(Aim of the task):
Gather every line of the data below that contains the word "building", and copy each such line in full. Treat the match as case-sensitive.

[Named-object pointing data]
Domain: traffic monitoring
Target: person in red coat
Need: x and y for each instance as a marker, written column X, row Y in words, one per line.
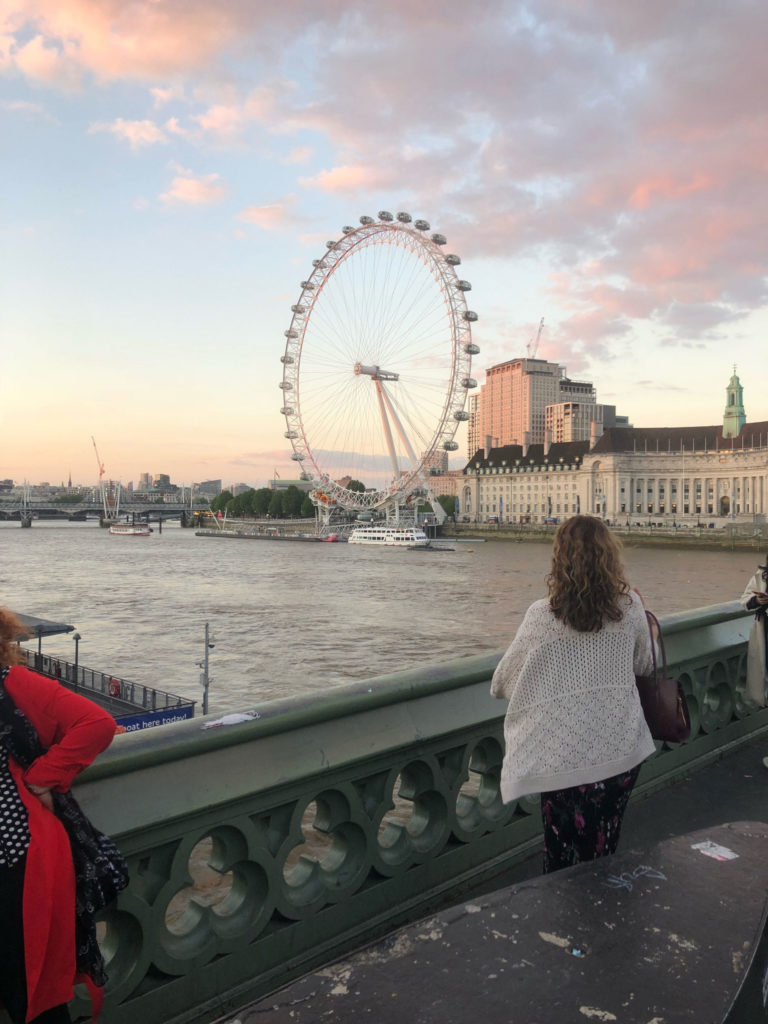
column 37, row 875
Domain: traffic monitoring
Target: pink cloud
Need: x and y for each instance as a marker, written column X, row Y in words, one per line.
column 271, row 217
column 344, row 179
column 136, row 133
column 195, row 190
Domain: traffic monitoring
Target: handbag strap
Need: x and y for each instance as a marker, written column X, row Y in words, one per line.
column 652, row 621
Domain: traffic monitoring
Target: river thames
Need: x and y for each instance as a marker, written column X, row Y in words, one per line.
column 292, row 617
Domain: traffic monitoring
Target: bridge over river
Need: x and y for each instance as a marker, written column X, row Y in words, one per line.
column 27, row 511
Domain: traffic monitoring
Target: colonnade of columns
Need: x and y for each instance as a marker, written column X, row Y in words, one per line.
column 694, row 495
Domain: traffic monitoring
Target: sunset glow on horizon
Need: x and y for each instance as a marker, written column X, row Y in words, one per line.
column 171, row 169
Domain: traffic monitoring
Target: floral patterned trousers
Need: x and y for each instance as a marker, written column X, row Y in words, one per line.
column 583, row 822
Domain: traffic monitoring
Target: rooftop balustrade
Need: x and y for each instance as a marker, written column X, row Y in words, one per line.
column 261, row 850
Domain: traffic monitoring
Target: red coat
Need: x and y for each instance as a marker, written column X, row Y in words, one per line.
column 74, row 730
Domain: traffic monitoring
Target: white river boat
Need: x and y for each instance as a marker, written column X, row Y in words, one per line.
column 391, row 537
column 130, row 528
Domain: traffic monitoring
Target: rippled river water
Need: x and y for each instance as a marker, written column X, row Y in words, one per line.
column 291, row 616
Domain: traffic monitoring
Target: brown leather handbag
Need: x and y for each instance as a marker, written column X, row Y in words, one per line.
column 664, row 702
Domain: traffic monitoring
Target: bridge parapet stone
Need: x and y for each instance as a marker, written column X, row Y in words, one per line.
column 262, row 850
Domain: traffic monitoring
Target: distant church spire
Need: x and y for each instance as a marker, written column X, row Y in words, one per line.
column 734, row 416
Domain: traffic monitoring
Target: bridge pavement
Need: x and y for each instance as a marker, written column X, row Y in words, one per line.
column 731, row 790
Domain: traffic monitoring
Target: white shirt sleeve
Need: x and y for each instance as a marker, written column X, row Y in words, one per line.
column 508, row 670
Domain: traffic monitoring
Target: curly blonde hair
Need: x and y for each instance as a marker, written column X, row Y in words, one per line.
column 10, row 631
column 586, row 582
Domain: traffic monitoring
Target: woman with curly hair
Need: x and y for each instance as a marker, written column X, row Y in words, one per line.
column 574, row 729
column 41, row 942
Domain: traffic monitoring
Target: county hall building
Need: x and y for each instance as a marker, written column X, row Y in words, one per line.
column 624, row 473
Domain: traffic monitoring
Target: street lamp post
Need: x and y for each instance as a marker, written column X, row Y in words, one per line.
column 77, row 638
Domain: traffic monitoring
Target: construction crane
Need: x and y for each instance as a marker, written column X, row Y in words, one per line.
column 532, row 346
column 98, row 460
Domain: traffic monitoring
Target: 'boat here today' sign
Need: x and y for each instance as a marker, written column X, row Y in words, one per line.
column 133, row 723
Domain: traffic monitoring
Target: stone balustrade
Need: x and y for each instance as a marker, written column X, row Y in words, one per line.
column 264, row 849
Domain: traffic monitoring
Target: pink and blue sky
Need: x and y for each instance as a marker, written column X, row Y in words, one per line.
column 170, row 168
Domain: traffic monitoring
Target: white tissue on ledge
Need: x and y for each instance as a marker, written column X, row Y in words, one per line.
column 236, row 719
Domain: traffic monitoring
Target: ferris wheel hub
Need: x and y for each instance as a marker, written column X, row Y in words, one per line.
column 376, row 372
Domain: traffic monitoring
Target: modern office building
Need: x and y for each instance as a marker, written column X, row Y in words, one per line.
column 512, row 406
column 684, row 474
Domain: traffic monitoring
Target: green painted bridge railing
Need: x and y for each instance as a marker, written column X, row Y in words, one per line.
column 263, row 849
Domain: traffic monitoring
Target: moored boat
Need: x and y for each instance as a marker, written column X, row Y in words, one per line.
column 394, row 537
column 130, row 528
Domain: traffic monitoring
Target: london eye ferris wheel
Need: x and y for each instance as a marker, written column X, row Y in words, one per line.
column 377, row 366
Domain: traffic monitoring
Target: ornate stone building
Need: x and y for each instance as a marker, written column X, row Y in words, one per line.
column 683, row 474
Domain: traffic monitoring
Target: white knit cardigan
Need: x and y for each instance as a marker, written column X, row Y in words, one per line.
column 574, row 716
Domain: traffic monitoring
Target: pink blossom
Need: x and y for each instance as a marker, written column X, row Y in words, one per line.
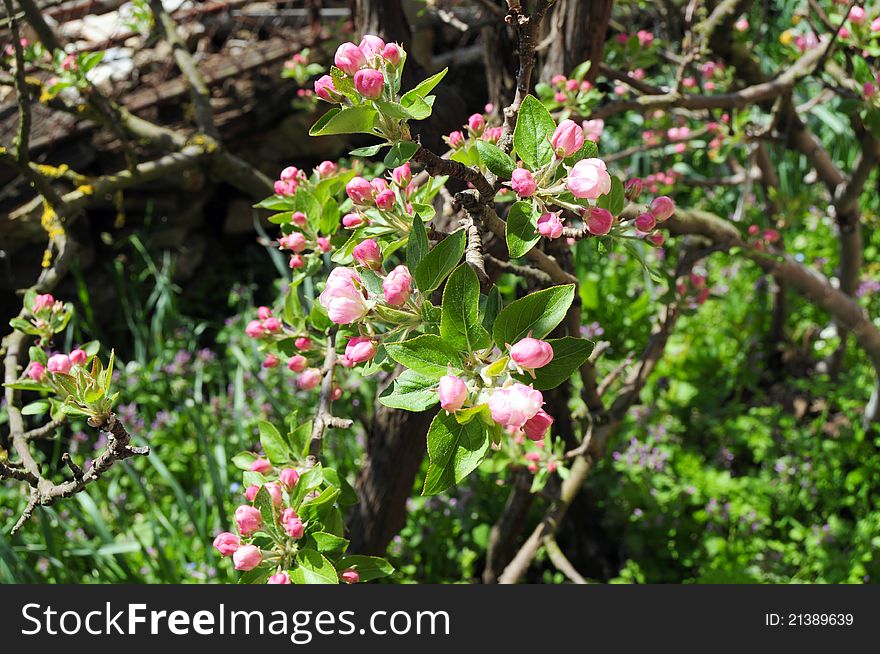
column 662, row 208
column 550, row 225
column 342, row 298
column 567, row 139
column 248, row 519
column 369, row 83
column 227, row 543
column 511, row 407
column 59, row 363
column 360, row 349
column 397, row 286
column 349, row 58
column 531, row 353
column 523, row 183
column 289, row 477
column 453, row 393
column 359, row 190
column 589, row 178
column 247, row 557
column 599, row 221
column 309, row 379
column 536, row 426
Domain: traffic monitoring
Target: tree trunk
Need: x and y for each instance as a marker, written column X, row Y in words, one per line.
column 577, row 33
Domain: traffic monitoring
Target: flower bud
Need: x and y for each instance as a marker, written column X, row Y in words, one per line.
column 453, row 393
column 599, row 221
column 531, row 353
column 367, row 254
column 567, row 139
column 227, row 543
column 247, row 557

==

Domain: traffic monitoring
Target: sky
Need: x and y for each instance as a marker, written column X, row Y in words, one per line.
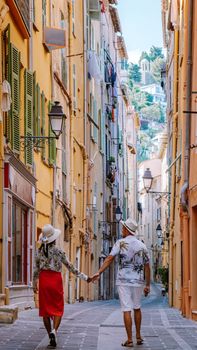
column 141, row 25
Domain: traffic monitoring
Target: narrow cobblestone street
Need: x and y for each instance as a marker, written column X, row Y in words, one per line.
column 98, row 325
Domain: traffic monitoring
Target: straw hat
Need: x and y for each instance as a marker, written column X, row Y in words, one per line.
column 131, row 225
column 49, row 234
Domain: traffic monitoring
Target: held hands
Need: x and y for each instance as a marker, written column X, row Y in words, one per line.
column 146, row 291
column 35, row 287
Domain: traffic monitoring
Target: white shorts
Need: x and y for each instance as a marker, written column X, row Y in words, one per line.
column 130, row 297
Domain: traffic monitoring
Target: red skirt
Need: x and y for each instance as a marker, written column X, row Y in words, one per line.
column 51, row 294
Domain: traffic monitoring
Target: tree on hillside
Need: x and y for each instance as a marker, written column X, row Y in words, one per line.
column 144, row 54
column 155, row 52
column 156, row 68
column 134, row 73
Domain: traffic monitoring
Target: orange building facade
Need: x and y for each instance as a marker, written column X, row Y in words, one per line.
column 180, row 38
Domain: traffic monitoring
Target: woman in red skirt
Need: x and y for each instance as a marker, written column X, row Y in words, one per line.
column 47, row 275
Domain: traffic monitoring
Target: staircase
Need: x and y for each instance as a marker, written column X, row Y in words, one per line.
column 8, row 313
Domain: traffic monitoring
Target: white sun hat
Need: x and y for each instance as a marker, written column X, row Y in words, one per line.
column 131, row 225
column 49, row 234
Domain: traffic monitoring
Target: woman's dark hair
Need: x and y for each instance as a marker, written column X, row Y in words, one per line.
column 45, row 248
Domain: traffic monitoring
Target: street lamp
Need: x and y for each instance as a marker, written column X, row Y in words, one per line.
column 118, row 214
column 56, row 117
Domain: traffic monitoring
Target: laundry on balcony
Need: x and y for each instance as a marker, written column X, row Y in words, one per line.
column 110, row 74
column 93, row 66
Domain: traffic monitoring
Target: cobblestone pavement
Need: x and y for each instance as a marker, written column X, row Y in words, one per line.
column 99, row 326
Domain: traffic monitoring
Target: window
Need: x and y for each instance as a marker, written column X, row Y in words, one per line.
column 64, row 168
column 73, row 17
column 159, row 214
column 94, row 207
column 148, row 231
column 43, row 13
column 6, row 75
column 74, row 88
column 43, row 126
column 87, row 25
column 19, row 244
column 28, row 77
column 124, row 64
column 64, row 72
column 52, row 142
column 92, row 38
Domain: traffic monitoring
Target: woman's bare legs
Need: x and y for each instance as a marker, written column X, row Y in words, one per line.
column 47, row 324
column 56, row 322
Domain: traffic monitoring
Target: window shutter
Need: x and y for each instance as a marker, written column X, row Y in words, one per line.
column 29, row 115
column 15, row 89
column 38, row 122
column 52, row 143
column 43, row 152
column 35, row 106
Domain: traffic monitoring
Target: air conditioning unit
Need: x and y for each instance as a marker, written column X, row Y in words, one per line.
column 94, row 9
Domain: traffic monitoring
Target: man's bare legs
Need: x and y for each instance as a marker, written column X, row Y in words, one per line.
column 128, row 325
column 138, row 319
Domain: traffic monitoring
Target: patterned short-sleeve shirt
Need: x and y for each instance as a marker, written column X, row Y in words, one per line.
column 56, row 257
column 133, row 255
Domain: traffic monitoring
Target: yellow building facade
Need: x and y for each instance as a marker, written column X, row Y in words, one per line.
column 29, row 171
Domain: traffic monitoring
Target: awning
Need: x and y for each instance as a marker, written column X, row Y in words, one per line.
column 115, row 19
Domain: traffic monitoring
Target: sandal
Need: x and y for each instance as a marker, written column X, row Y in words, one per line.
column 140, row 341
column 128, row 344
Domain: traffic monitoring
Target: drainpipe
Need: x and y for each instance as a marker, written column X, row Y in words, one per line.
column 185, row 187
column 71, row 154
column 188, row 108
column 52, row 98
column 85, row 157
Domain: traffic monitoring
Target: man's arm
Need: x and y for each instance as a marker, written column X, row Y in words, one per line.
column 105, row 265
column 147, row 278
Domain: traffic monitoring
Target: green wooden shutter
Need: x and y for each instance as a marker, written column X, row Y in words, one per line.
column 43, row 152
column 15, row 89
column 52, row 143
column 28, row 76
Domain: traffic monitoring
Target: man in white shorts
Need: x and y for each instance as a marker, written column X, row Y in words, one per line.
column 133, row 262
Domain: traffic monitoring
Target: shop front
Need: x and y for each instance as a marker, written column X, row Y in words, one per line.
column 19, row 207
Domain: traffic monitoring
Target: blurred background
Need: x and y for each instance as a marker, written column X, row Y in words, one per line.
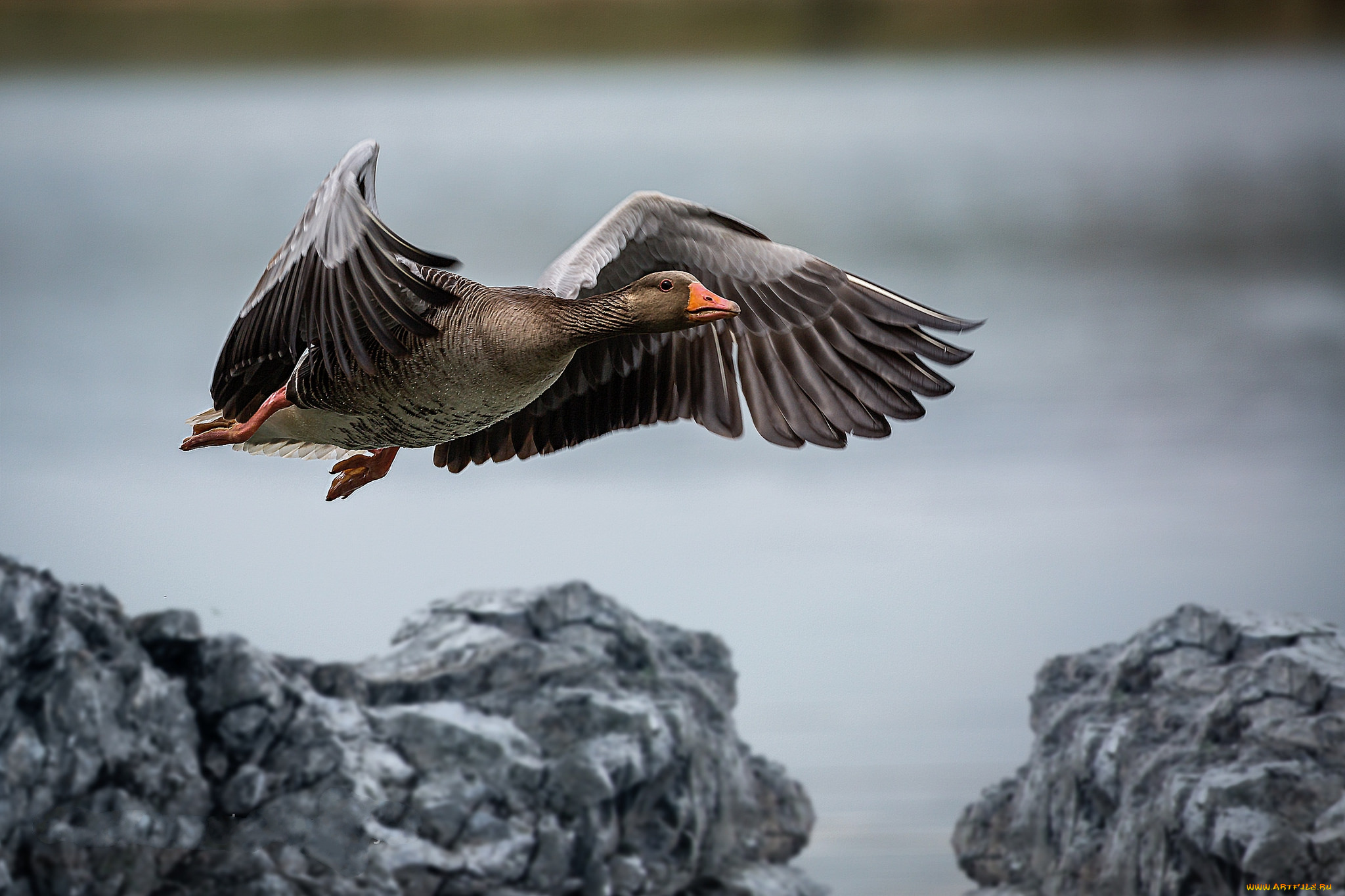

(Response to this exercise):
Target: county hall building
Target: modern office building
Target: ornate stone building
Target: orange building facade
Target: yellow building facade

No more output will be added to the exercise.